* _TASK STATEMENT_
Please rewrite the records below, swapping every "broadcast frame" for "video still" and keeping everything else unchanged. Leave the pictures out of your answer.

* _INPUT_
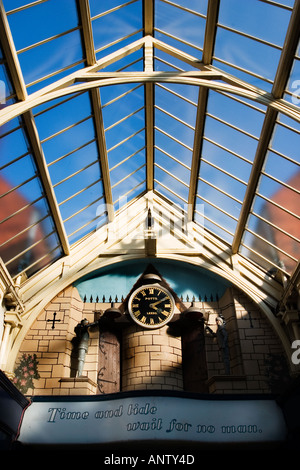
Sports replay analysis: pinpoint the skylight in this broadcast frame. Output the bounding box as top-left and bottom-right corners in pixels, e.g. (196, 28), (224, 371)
(0, 0), (300, 284)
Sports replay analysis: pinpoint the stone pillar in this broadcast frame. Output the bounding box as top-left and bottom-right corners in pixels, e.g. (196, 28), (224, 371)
(122, 325), (183, 391)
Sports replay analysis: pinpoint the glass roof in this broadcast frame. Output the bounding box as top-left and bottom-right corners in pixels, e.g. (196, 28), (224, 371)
(0, 0), (300, 286)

* _SOLUTION FOR THIS PROBLEM_
Sports replay analysis: pinpoint the skylight in this video still. Output the bounding box as top-left and bottom-right corners in pixels, e.g. (196, 28), (224, 371)
(0, 0), (300, 284)
Sports replay analysis: pinpoint the stone pillar in this video still. Output the bounding box as top-left and bottom-right corners in pixels, e.g. (196, 28), (224, 371)
(122, 325), (183, 391)
Sports replay analysis: pinpoint the glass roof in this video still. Output the bounding box as top-left and bottom-right corners in pixels, e.g. (196, 28), (224, 371)
(0, 0), (300, 286)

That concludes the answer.